- **Estratto del testo**
▶
Esposizione Universale di Parigi, 1889: assiste all'esibizione dell' orchestra gamelan dell'isola indonesiana di Giava, costituita da strumenti a percussione di metallo, e a rappresentazioni del teatro di corte dell'Annam (Vietnam).

Rimase colpito dalla raffinata musica e dalla drammaturgia di questi e li defini' "affascinanti piccoli popoli", traendone soprattutto:

uso di scale pentatoniche ed esatoniche;
concezione statica del ritmo;
concezione statica e circolare della forma;
drammaturgia.

Un altro repertorio che lo indirizzò verso altre nuove soluzioni musicali fu quello del canto gregoriano.
Inoltre ammirò molto la musica di Musorgskij.

Le composizioni musicali debussiane rifiutano lo sviluppo nel senso classico-romantico del termine, adagiandosi in una sorta di circolarità senza tempo.Lo scopo de Debussy era quello di creare un'atmosfera musicale, mediante un gioco di sonorità.
In particolare è la sua concezione del tempo ad essere di una modernità sconvolgente. Debussy cerca di arrestare il flusso del tempo, partire da un inizio, attraversare uno sviluppo, giungere ad una logica conclusione, accostando fra loro frammenti di tempo indipendenti gli uni dagli altri.
Gli accordi perdono la loro funzionalità armonica, l'armonia si scinde dalla melodia, la ritmica si fa statica (non più soggetta ad armonia e melodia).


Syrinx
per flauto solo (1913)
◀
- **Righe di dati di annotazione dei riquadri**
▶
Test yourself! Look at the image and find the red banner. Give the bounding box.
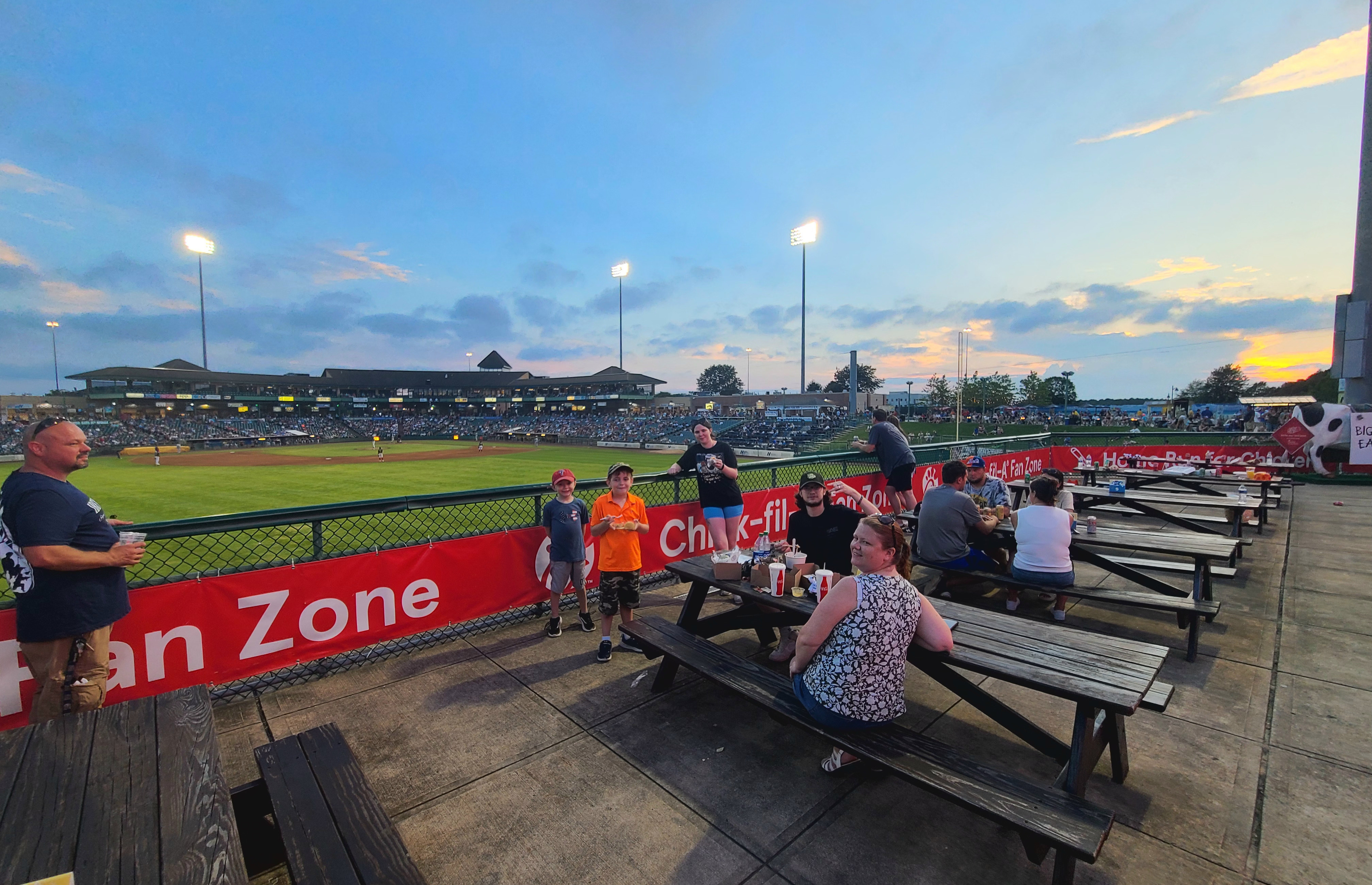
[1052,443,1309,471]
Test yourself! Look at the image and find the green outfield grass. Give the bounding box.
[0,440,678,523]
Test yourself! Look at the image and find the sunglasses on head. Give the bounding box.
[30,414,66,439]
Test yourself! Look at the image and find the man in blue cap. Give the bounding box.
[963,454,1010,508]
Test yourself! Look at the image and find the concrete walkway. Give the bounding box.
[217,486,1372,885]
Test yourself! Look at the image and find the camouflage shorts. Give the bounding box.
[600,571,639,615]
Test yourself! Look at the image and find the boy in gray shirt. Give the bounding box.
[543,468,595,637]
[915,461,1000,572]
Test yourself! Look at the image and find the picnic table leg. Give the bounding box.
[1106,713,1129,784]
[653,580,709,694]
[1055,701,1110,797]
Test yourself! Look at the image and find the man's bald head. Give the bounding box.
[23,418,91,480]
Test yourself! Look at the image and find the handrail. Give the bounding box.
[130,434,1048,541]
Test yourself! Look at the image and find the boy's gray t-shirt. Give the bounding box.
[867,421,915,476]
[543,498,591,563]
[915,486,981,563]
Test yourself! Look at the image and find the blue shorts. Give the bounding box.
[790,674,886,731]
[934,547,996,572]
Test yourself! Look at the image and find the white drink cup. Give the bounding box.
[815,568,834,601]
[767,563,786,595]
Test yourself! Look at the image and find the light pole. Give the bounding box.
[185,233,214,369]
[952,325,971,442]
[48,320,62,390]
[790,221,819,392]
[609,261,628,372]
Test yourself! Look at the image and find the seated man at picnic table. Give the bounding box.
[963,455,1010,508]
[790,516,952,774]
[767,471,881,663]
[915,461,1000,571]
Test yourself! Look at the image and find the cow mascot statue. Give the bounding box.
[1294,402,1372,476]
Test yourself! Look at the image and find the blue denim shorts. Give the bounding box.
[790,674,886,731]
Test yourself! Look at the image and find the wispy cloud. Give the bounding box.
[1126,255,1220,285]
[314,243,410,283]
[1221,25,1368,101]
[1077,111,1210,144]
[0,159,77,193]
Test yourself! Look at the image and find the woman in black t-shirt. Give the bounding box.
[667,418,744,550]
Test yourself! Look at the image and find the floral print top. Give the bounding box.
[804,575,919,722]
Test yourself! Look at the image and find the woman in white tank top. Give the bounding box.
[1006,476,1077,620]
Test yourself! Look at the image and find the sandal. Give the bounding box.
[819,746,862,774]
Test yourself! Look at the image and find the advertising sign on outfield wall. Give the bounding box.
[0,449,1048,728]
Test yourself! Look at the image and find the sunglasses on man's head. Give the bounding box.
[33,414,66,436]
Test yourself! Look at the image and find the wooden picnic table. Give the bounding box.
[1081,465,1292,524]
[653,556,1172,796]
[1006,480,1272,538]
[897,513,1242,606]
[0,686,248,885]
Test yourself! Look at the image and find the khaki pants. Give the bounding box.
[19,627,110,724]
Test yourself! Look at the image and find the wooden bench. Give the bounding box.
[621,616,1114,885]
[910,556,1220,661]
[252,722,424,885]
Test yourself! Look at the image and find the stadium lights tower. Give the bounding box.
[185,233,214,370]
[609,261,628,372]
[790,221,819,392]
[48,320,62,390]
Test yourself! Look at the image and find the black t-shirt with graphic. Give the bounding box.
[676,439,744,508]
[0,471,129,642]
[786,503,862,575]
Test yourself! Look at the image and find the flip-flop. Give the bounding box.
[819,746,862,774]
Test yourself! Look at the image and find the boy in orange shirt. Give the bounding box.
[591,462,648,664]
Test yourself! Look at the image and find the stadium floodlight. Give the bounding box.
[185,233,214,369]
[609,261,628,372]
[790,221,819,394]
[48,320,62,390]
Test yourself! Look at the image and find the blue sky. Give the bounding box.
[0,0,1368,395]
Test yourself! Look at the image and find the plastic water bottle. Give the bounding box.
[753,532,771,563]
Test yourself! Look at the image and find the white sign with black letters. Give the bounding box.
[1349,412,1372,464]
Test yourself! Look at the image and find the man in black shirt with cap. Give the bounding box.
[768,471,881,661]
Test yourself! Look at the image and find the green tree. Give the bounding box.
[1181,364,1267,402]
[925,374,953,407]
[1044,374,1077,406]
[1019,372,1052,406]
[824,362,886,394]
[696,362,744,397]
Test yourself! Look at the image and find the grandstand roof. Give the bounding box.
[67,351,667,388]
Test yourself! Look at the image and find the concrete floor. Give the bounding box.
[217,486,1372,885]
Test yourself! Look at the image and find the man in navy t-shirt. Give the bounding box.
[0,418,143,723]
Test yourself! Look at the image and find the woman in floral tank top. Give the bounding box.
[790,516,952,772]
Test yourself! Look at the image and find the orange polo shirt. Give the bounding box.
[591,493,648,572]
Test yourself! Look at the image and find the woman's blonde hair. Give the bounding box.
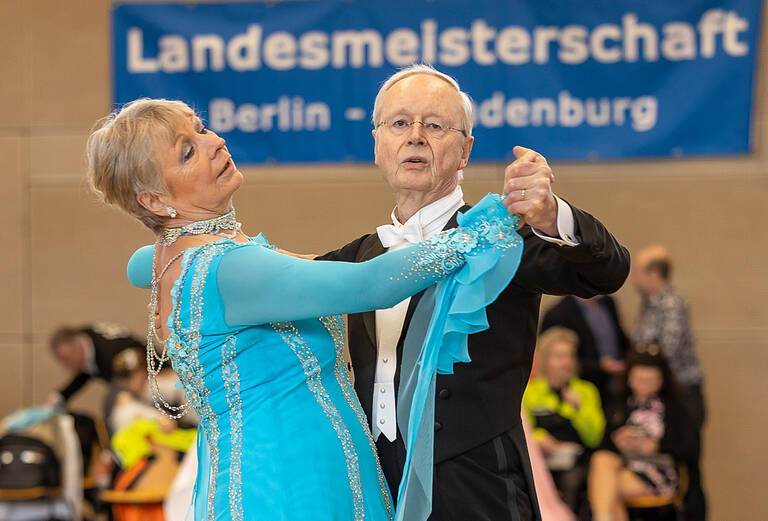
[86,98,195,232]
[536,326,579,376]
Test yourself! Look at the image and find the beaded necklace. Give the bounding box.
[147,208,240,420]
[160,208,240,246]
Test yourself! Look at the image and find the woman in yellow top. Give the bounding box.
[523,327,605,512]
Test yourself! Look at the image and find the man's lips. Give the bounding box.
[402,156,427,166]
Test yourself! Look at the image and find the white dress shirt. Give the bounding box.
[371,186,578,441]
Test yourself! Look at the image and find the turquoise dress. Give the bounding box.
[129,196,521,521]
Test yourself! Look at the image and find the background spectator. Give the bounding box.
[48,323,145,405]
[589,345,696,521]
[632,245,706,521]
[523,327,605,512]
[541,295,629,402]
◀
- **Esercizi e compiti**
1. Riformula come tabella Markdown le righe dei dati, dalla riga che contiene "Test yourself! Look at the image and find the seated" fino alla riga che contiene "[915,461,1000,571]", estremi inclusi, omettendo quelle vuote. Usa le colonne "N." per il numero progressivo e "Contenuto" per il testo della riga.
2. Prosegui il testo su Debussy a partire dalla sua ultima riga.
Il testo e le righe non hanno alcun legame tra loro.

- **Risposte all'esercizio**
1.
| N. | Contenuto |
|---|---|
| 1 | Test yourself! Look at the image and find the seated man at picnic table. Give the bounding box. |
| 2 | [963,455,1010,508] |
| 3 | [790,516,952,774] |
| 4 | [767,471,881,663] |
| 5 | [915,461,1000,571] |

2.
In questa perfetta opera di dimensioni microscopiche Debussy ha messo in musica una delle più belle metamorfosi dell’antichità, così come ci fu trasmessa dal poeta romano Ovidio. Gli antichi amavano i miti metamorfici. La bella Dafne, fuggendo da Apollo, su sua preghiera fu trasformata dagli dei in un albero di alloro, che da allora porta il suo nome. La incantevole ninfa Syrinx, che danzava sulla riva del fiume con le compagne di giochi, fu seguita da Pan, l’osceno e arruffato dio delle greggi e dei pastori, che con in piedi di capra e le corna spaventava uomini e ninfe in pieno giorno. Quando Pan volle impadronirsi della ninfa, ella pregò gli dei affinchè la salvassero e venne trasformata in canna.
L’aspetto del dio dei campi suscitava negli uomini dell’antichità riverenti brividi. Il poeta francese Arthur Rimbaud, contemporaneo di Debussy, evocò ancora una volta in una splendida poesia, vibrante tra realtà ed illusione, l’epifania di un dio simile:


Tête de Faune
Dans la feuillée, écrin vert taché d’or,
Dans la feuillée incertaine et fleurie
De fleurs splendides où le baiser dort,
Vif et crevant l’exquise broderie,
Un faune effaré montre ses deux yeux
Et mord les fleurs rouges de ses dents blanches.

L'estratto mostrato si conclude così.